## begin

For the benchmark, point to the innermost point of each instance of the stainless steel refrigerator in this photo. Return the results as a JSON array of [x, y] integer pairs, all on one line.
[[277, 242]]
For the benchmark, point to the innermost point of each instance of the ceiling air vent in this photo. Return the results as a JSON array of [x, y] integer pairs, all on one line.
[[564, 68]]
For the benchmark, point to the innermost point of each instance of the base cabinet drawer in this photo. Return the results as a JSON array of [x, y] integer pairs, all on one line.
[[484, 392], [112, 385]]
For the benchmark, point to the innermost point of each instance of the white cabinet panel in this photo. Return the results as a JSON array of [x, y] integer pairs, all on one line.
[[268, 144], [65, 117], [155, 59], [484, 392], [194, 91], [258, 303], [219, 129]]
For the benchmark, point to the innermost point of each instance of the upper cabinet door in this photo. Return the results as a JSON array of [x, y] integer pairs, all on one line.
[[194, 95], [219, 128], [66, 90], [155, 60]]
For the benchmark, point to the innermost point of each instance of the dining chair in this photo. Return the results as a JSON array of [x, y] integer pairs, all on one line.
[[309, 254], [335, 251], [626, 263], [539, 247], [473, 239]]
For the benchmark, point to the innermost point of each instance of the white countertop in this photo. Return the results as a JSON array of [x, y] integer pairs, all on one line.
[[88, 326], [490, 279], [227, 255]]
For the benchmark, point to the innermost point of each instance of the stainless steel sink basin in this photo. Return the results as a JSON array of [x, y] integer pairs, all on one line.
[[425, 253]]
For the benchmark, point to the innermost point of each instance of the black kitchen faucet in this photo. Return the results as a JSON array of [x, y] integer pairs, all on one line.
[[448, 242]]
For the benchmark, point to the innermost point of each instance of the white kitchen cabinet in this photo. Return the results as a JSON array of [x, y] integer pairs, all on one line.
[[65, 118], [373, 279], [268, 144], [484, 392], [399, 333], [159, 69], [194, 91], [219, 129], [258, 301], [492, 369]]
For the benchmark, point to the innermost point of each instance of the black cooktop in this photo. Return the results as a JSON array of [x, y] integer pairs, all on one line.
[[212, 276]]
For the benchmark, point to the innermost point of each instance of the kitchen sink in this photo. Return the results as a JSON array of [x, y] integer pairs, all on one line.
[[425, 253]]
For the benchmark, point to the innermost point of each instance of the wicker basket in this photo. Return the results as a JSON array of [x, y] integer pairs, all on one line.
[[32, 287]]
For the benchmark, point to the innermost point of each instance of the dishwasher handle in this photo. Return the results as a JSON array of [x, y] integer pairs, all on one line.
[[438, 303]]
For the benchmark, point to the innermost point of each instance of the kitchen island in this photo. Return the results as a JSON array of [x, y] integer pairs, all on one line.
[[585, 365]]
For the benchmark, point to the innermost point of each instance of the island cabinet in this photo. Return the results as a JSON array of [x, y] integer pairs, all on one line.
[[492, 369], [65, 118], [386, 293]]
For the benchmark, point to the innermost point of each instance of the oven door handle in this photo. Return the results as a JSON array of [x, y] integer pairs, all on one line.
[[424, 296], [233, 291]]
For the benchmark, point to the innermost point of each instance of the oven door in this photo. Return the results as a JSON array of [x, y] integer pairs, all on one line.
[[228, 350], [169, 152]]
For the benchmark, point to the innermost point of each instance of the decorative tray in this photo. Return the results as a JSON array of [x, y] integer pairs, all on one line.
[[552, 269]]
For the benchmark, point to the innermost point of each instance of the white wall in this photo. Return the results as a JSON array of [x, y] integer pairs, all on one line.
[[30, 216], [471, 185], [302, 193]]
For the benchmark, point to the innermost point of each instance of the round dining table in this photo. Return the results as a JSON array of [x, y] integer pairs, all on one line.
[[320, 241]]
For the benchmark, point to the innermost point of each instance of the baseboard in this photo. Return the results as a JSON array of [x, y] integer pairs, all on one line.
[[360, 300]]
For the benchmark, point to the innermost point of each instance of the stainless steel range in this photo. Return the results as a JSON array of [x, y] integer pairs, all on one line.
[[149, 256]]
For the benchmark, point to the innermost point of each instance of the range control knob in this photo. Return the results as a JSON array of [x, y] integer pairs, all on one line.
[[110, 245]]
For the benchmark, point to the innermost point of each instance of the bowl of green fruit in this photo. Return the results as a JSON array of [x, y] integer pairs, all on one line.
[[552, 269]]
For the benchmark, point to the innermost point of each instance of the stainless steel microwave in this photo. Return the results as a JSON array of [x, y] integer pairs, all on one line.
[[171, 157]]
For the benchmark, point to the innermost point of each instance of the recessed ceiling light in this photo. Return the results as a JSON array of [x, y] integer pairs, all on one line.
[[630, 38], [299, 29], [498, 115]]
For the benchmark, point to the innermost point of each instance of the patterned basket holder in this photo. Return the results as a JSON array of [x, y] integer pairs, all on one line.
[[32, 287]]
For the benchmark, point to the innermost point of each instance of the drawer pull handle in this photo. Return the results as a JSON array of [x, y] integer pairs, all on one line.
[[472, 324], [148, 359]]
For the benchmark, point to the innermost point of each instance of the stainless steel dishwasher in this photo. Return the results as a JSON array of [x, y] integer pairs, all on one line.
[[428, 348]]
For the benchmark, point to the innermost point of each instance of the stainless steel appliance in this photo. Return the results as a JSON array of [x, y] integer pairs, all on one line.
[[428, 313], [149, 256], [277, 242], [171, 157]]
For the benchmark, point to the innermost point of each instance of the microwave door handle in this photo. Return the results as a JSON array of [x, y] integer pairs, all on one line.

## end

Write out all of the data above verbatim, reproducing every line without alteration.

For the benchmark, point to the innermost point of each instance of the stainless steel refrigerator in this photo. Return the results as a JSON array of [x, y] integer pairs, all on one line.
[[277, 242]]
For the benchmark, point to the innermost point of each instance of the ceiling air vent in this photo. Return the results as a JSON array of [x, y] integer pairs, all on one line.
[[564, 68]]
For the benchmark, point to the innermost point of each instance of the base cabinet drawer in this photo. Return the results as a JSON array of [x, y] integer pairs, all on one line.
[[484, 392], [112, 385]]
For the benchmark, point to the innermost point of each instance of the white cabinet panel in this photo. Return the results as a JSON array of [x, y] integer pairs, all on one line.
[[268, 144], [65, 117], [155, 59], [484, 392], [194, 91], [258, 303], [219, 129]]
For the benchmark, point to the innermost point of each instance of the upper cabinet door in this photo. Return the results as a JSON array of [x, y] integer pairs, all on one line.
[[194, 95], [219, 128], [66, 90], [155, 60]]
For the benchmark, point to the innermost point of each instance of the dining chair in this photo. Return the results as a JSON array of [x, y] integer pairs, all on one line.
[[309, 254], [335, 251], [626, 263], [539, 247], [473, 239]]
For the benchmark, point to the innermost point of each instance of the white countertop in this photo. Return the results as a JSON array of [x, y] integer pairs, all on one line.
[[88, 326], [490, 279], [227, 255]]
For the benchmark, point to the innermost point of each instance of the stainless steel sink basin in this photo. Return the results as a JSON array of [x, y] integer pairs, all on one line.
[[425, 253]]
For the benchmark, point to the innermost point of each instance of the black kitchen faucet in this photo. Return the results as a JSON array of [x, y] integer pairs, all on one line.
[[448, 242]]
For the benchmark, point to the innermost point of each instance of the white kitchen cabinet in this photo. Return the results as a JSON array of [x, y] integer pairs, all on one line.
[[65, 118], [373, 279], [268, 144], [484, 392], [399, 333], [159, 69], [194, 91], [219, 129], [258, 301], [492, 369]]
For the benchmark, point to the innermost point of each instance of the black cooktop in this photo. Return the results as a JSON array of [x, y] integer pairs, all on one line.
[[212, 276]]
For the benchmark, point to the innermost point of each instance of the kitchen sink in this photo. Return the results as a JSON array of [x, y] integer pairs, all on one line.
[[425, 253]]
For the benchmark, point to the innermost point of each instance of the wicker basket in this photo. Return the results as a JSON array of [x, y] integer pairs, all on one line.
[[32, 287]]
For the benchmark, point to the innermost point of each instance of the dishwasher handle in this photo. Return the results as a JSON array of [x, y] integer pairs, all on one line.
[[438, 303]]
For the benchmark, point to the innermost point of each instance of the kitchen island in this photo. Return the results as a JSON array of [x, y] integer pairs, all on one line.
[[585, 365]]
For the benchmark, point to the innermost point of each instance of the island cabinet in this photo. Return the results as a JSON array of [x, y] integer pairs, all on one line.
[[492, 369], [65, 118], [386, 293]]
For the benchmark, point to the innermost point of each instance of the oven door handle in this photo. Return the results as a JSON array of [x, y] integer pairs, all on one line.
[[424, 296], [233, 291]]
For the benchmark, point to the innermost point of each instance of the oven door in this photo. Return the results as a JSON array of [x, y] integer pairs, all on one line.
[[228, 350], [169, 152]]
For the benchmark, point to the innermost point of each instance of the decorative tray in this photo. Return the results as a JSON array of [x, y] integer pairs, all on one line.
[[552, 269]]
For the benchmark, point to the innermost point of each instance of the white wall in this photo. Return the results as a JSON array of [x, y] integer pairs, all on one line.
[[30, 216], [471, 185], [302, 193]]
For the benchmark, point to the innermost point of each instance of the round dining table in this photo. Return the results as a JSON array of [x, y] integer pairs, all on one line.
[[320, 241]]
For the benchmark, point to the innermost point of each instance of the baseboard in this photo. Return the results as a JSON array of [x, y] integer pairs, all on one line.
[[360, 300]]
For the benchmark, point to the innermost point of each instance of the stainless steel range in this photo. Return the results as a JSON array of [x, y] integer pairs, all on one line.
[[149, 256]]
For the benchmark, point to the innermost point of each instance of the range control knob in this photo. Return the results as a JSON array of [x, y] integer pairs, all on one line.
[[110, 245]]
For the benchmark, point to the innermost point of each instance of the bowl of green fruit in this photo. Return the results as a JSON array of [x, y] integer pairs, all on one line.
[[552, 269]]
For the benchmark, point to the innermost point of each instance of the stainless steel microwave in this photo. Return the results as a JSON array of [x, y] integer pairs, all on one line.
[[171, 157]]
For the benchmark, point to the innermost point of each instance of the recessed ceiling light in this photo. Return the results as a JSON array of [x, y] integer pairs, all on one line.
[[630, 38], [299, 29], [498, 115]]
For the benchmark, point to the innermost point of each instance of the patterned basket holder in this photo. Return the results as a JSON array of [x, y] integer pairs, all on one line.
[[32, 287]]
For the benchmark, point to the innermost point of each instance of the drawer pull handle in this photo. Return the results as a JSON array of [x, y] integer pairs, all on one line.
[[472, 324], [148, 359]]
For the benchmark, point to the innermost point of each instance of the stainless steel dishwasher in this photo. Return the results as a JSON array of [x, y] integer pairs, all on one line.
[[428, 348]]
For the benchmark, point to the innermost point of each instance of the stainless steel appliance in this photo. Return the results as a JSON array of [x, y] integer pairs, all on one line.
[[428, 313], [149, 256], [277, 242], [171, 157]]
For the benchmark, point to the innermost point of each instance of the microwave door handle in this photo. Return the results as a JSON array of [x, y] integer pairs, all on one line.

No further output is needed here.